* [Task description]
Every entry below must appear again, exactly as written.

* [Exercise input]
---+---
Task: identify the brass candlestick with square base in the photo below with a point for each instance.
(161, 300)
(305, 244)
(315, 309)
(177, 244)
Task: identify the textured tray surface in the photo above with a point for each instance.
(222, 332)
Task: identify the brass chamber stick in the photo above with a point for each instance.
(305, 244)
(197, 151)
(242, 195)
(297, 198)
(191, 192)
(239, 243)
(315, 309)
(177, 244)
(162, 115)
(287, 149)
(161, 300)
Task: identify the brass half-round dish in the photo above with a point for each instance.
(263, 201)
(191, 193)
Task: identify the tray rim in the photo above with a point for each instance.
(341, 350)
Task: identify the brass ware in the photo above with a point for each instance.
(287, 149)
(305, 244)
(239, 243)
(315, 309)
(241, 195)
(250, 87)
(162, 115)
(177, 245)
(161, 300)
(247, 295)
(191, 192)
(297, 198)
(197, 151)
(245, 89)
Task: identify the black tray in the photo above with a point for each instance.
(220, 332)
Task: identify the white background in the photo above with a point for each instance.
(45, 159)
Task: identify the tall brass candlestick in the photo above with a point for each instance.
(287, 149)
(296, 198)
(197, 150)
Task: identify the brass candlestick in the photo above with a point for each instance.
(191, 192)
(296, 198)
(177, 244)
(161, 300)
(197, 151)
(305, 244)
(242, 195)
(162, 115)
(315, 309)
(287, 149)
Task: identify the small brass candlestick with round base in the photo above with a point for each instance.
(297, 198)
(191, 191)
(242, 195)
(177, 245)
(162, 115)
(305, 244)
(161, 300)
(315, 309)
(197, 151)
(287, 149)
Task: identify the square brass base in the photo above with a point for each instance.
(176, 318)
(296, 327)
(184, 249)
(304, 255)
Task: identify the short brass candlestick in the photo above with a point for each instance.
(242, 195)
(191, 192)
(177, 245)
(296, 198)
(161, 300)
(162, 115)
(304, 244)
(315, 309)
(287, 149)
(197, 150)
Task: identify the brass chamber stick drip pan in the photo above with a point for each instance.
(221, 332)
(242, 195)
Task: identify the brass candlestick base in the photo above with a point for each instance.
---+---
* [Task result]
Task: identify the brass candlestick with square base in the photo below with a point for each instance.
(161, 300)
(305, 244)
(315, 309)
(177, 244)
Task: identify the textured tray surface in the photo above with a point for each instance.
(222, 332)
Task: identify the brass chamber stick in the photo above with a point for each instance.
(305, 244)
(197, 151)
(242, 195)
(297, 198)
(191, 192)
(239, 243)
(315, 309)
(177, 244)
(162, 115)
(287, 149)
(161, 300)
Task: identify the brass half-round dish in the photo above with a point for each instance.
(263, 201)
(191, 193)
Task: identify the tray rim in the photo above with a point for each instance.
(341, 350)
Task: identify the brass ware in the photo above with a point for each instance.
(287, 149)
(305, 244)
(239, 243)
(315, 309)
(241, 195)
(250, 87)
(162, 115)
(177, 245)
(161, 300)
(247, 295)
(191, 192)
(297, 198)
(197, 151)
(245, 89)
Task: identify the black tray in the photo above with a point for each instance.
(220, 332)
Task: identify the white background in the photo above with a point for each instance.
(45, 159)
Task: identify the tall brass candlestick in the photo above with a point for each instance.
(287, 149)
(296, 198)
(197, 150)
Task: identify the brass candlestick in the photo above with a point for each instance.
(191, 192)
(296, 198)
(177, 244)
(161, 300)
(197, 151)
(305, 244)
(242, 195)
(162, 115)
(315, 309)
(287, 149)
Task: identify the small brass candlestick with round base in the photo above with a point for each instance.
(297, 198)
(191, 191)
(242, 195)
(177, 245)
(162, 115)
(305, 244)
(161, 300)
(315, 309)
(197, 151)
(287, 149)
Task: identify the square brass base in the photo above with a point for each instance.
(176, 318)
(296, 327)
(184, 249)
(304, 255)
Task: identify the short brass candlestick in the photo above with a point for each instance.
(242, 195)
(191, 192)
(177, 245)
(296, 198)
(161, 300)
(162, 115)
(304, 244)
(315, 309)
(287, 149)
(197, 150)
Task: identify the brass chamber stick drip pan in the photo above with a point for each instance.
(221, 332)
(242, 195)
Task: identify the brass candlestick base in the photo above with a point for each instance.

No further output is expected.